------ Provided passage
Arrival City_ How the Largest Migration in History Is Reshaping Our World - Doug Saunders [101]
At the very end of Tehran, just beyond the city’s municipal limits, where buildings and sand melt into one another, a cluster of perhaps 200 haphazardly built houses is carved into a seemingly arbitrary patch of desert, separated from anything else by patches of wasteland, around a small mud dome. It would be easy to mistake the dome for a natural formation, were it not for the flag and the muezzin’s loudspeaker at the top, which reveal it to be a Persian shrine, this one built 800 years ago in honor of the prophet known elsewhere as Jesus Christ. The shrine, Emamzadeh ‘Isa, has given this settlement its name.
Fifteen years earlier, the mud dome had been the only feature on the landscape. Then, in the 1990s, one or two houses appeared. At the beginning of the twenty-first century, streets and electricity arrived: The man who owned the land had persuaded a local official to allow, or at least to ignore, his subdivision of the land. These houses at first were crude constructions of handmade bricks, with water tanks on top, but some owners have slowly added wrought-iron gates and stucco or even marble cladding. Gas, electricity, and water lines are connected, though water is still delivered by truck. Satellite dishes proliferate.
------------
### What you need to do
1) Answer these questions from the Tehran passage:
(a) How long ago was the shrine built?
(b) What has given the settlement its name?
(c) How is water still delivered?
2) Repeat, word for word, the part of the Tehran passage starting with "Arrival City_ How" and going on through "settlement its name.".
The records that come next are separate material, unrelated to the Tehran passage.
------ Entries provided
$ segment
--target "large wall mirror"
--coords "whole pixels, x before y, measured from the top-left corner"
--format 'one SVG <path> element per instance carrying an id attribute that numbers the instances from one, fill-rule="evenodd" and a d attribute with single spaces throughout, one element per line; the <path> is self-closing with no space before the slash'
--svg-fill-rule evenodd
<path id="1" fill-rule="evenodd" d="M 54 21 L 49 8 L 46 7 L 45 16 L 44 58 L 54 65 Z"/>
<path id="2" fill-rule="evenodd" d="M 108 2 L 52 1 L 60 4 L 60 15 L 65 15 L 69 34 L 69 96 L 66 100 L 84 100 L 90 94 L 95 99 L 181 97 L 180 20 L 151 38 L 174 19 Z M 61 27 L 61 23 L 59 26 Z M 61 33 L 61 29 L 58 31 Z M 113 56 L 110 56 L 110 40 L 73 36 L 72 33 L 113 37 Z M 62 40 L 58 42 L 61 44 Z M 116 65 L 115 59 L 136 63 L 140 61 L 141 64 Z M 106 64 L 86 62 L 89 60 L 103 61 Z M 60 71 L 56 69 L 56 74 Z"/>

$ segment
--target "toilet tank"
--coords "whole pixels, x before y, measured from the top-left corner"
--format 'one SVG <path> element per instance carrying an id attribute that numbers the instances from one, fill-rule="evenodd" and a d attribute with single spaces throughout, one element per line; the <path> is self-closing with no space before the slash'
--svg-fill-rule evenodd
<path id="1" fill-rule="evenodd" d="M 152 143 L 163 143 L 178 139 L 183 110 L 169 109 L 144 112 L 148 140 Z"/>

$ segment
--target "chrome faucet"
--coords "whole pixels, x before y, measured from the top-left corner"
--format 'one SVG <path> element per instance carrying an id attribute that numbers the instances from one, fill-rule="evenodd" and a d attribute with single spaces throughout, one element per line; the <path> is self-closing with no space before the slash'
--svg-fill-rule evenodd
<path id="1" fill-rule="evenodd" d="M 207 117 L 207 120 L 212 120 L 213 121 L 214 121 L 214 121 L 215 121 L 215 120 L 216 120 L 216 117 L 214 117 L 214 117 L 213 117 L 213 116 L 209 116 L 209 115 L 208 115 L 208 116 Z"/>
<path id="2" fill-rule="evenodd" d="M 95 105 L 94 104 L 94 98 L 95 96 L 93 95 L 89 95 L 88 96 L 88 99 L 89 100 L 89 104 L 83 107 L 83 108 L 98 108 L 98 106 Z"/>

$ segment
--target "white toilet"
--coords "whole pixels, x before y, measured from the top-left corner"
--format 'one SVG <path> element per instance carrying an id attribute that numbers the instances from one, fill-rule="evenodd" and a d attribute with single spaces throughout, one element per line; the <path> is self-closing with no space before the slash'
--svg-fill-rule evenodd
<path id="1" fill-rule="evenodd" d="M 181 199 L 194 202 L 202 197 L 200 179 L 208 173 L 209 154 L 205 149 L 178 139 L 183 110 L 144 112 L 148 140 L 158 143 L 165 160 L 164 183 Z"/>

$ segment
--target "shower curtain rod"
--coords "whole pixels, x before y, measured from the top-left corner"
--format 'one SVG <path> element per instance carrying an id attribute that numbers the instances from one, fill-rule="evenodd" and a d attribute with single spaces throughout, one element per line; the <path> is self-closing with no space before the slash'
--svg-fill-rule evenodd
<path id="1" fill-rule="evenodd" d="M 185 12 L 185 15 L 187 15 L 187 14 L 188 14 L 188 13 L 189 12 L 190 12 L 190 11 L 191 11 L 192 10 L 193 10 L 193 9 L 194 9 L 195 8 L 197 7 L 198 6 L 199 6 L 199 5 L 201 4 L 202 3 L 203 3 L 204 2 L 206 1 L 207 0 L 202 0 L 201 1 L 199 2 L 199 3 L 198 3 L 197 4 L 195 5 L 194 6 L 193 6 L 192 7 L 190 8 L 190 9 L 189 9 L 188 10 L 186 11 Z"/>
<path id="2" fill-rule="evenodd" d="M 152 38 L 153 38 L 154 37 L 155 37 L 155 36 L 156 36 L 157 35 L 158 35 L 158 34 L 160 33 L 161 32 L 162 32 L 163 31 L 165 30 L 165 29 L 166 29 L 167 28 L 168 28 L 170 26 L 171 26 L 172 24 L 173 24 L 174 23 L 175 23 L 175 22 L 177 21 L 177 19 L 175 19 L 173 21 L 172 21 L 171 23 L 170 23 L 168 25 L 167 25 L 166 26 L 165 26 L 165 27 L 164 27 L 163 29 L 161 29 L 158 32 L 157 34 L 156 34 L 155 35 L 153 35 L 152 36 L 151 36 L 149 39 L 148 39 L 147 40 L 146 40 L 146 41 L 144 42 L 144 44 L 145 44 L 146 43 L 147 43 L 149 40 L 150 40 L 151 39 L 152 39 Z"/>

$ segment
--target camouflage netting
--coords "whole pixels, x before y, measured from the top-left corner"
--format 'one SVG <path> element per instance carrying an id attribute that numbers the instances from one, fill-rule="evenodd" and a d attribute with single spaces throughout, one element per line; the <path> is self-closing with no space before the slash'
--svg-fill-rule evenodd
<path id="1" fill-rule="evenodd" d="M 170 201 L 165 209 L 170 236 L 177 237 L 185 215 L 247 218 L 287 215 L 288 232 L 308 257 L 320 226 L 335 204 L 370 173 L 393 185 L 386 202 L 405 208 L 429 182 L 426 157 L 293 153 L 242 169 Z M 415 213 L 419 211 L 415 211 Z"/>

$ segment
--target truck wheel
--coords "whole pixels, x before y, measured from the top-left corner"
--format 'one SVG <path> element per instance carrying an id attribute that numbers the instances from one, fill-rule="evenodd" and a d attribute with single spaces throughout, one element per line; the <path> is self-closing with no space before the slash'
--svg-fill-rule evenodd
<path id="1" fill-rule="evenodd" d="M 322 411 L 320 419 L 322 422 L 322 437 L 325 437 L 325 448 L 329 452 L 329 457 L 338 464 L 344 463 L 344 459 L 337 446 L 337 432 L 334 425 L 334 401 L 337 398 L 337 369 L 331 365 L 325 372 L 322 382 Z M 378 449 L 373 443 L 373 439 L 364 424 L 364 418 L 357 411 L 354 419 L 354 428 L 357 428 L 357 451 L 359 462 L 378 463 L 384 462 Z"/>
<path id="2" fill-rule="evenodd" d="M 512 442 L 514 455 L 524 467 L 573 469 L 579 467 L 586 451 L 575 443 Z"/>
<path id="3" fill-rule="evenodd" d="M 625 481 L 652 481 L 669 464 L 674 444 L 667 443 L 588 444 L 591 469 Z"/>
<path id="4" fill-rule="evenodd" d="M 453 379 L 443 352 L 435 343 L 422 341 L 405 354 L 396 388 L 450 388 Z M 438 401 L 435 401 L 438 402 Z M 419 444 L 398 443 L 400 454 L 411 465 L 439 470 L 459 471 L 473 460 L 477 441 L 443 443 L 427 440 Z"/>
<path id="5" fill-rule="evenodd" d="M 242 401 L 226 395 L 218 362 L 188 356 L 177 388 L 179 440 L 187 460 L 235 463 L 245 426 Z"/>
------------
### In response
1)
(a) 800 years ago
(b) The shrine, Emamzadeh ‘Isa
(c) By truck

2)
Arrival City_ How the Largest Migration in History Is Reshaping Our World - Doug Saunders [101]
At the very end of Tehran, just beyond the city’s municipal limits, where buildings and sand melt into one another, a cluster of perhaps 200 haphazardly built houses is carved into a seemingly arbitrary patch of desert, separated from anything else by patches of wasteland, around a small mud dome. It would be easy to mistake the dome for a natural formation, were it not for the flag and the muezzin’s loudspeaker at the top, which reveal it to be a Persian shrine, this one built 800 years ago in honor of the prophet known elsewhere as Jesus Christ. The shrine, Emamzadeh ‘Isa, has given this settlement its name.